▶ [Text]:

Overview of the prevalidator implementation
FIXME: https://gitlab.com/tezos/tezos/-/issues/4634 This documentation should be updated with the latest version of the mempool. This documentation was written for an older version of the mempool that supported the Kathmandu protocol. The newer mempool implementation, supporting protocols Lima and up, does not have a similar documentation yet. Nevertheless, most of the concepts presented here still apply to the newer mempool.
FIXME: https://gitlab.com/tezos/tezos/-/issues/4146 Some links in this file have been broken by file renamings.
This page details the internals of the prevalidator component. It explains the complete lifecycle of an operation in the prevalidator, from its reception to its classification and advertisement to the neighborhood. See the online documentation for a more user-friendly introduction to the prevalidator.
The roles of the prevalidator are: fetching and receiving operations, checking their validity (classification) in the current context; and advertising valid operations through the node's gossip network.
The baker also uses the prevalidator via the monitor_operations RPC to filter operations that can be included in blocks.
Operations life cycle
This section describes the different stages in the lifecycle of an operation.
Operations arrival
The prevalidator handles operations injected by users or advertised by the gossip network. Users inject operations directly using the injection/operation
RPC or indirectly via a Client or a Wallet.
The mempool data structure is used for advertising operations between peers on the gossip network. This data structure only contains hashes of operations. The prevalidator starts by checking that an incoming operation has not yet been handled. If not, the operation is fetched from the distributed database component (aka ddb
). In turn, if the operation is not known by the ddb
, it fetches it from the peers through the p2p network. Finally, once the operation has been fetched, it is parsed. If an error occurs during parsing, the operation is rejected with an unparsable
classification. Otherwise, it is pre-filtered (see pre_filter and filter section) before being added to a set of pending operations that await to be classified.
The content of operations injected by users being provided, there is no need to fetch them. Moreover, they are classified immediately to provide feedback for the user (See Classification section below).
Pending operations
Pending operations are those known by the prevalidator but not classified yet. They are stored in the pending data structure. This structure prioritizes operations depending on their kind. For example, a consensus operation will have a High priority and a manager operation will have a Low priority. Manager operations are themselves prioritized based on their fee/size ratio. This prioritization allows to classify and advertise consensus operations faster. Note that user injected operations have a High priority regardless of their kind.

▶ [Information shown]:

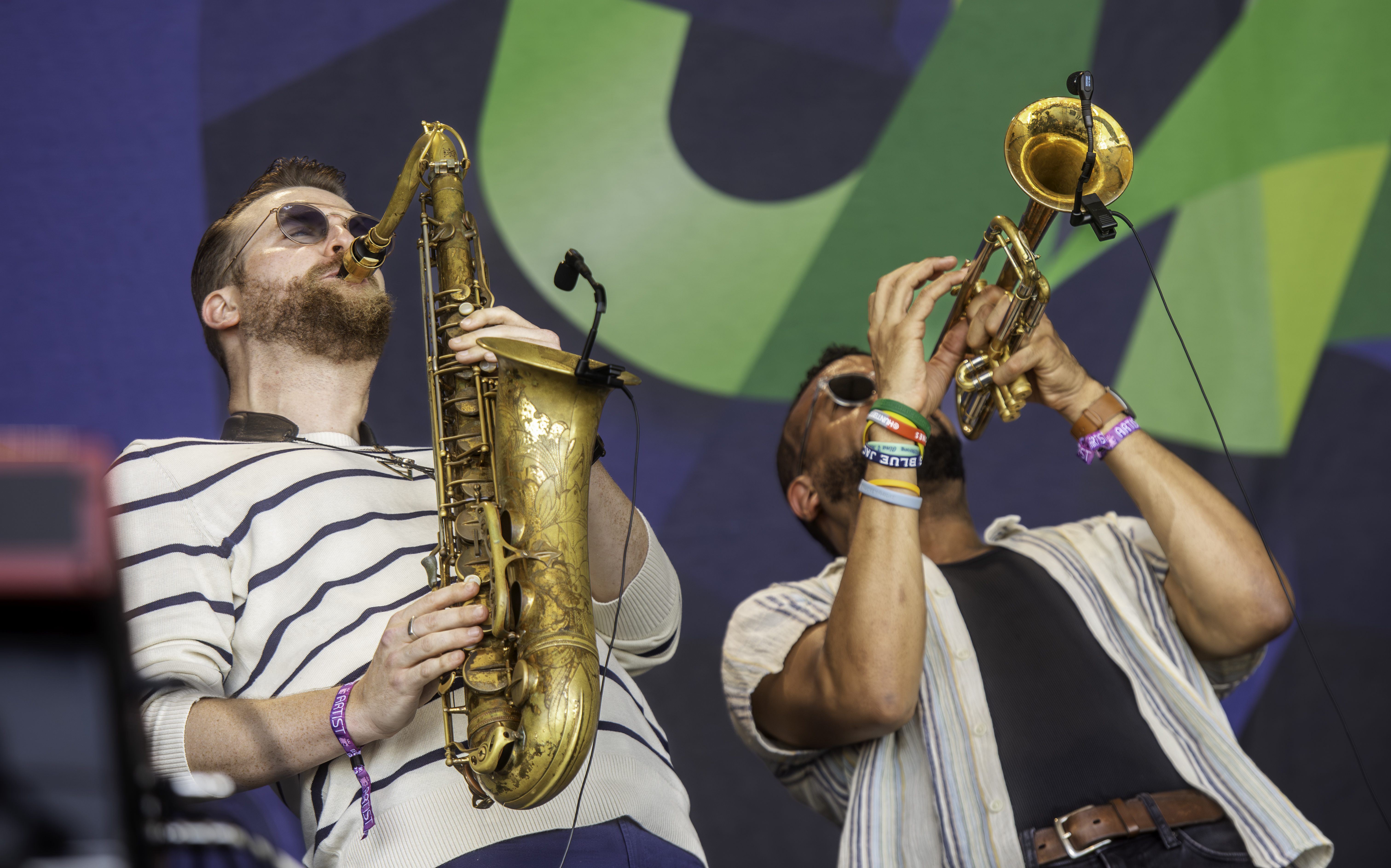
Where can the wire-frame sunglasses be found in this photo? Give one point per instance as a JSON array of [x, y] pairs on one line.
[[848, 391], [307, 224]]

▶ [Problems]:
1. Transcribe the part of the prevalidator overview from "FIXME: https://gitlab.com/tezos/tezos/-/issues/4146 Some" up to and including "of an operation.".
2. Answer these questions from the prevalidator overview.
(a) Through which RPC does the baker use the prevalidator?
(b) What classification is given to an operation when an error occurs during parsing?
(c) What priority do user injected operations have in the pending data structure?
The listing plays no part in this work.

▶ [Solutions by task]:
1.
FIXME: https://gitlab.com/tezos/tezos/-/issues/4146 Some links in this file have been broken by file renamings.
This page details the internals of the prevalidator component. It explains the complete lifecycle of an operation in the prevalidator, from its reception to its classification and advertisement to the neighborhood. See the online documentation for a more user-friendly introduction to the prevalidator.
The roles of the prevalidator are: fetching and receiving operations, checking their validity (classification) in the current context; and advertising valid operations through the node's gossip network.
The baker also uses the prevalidator via the monitor_operations RPC to filter operations that can be included in blocks.
Operations life cycle
This section describes the different stages in the lifecycle of an operation.

2.
(a) monitor_operations
(b) unparsable
(c) High priority, regardless of their kind